Exercise material:
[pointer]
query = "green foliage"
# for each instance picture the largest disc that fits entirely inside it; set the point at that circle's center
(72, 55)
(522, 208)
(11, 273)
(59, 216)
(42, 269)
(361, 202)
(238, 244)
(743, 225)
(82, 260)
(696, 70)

Task directions: Convert the entries above into a two-column CSV with the headers "prompt" and "points", one row per entry. Put each entry's text and its answer in separate quoted fields, replacing line breaks with spaces.

The reply:
prompt,points
"[pointer] query = ""green foliage"" # for each instance picture the largest disc that fits entirely inside it; set the point at that circle's center","(72, 55) (522, 208) (11, 273) (59, 216) (42, 269) (361, 202) (238, 244) (743, 225) (82, 260) (696, 70)"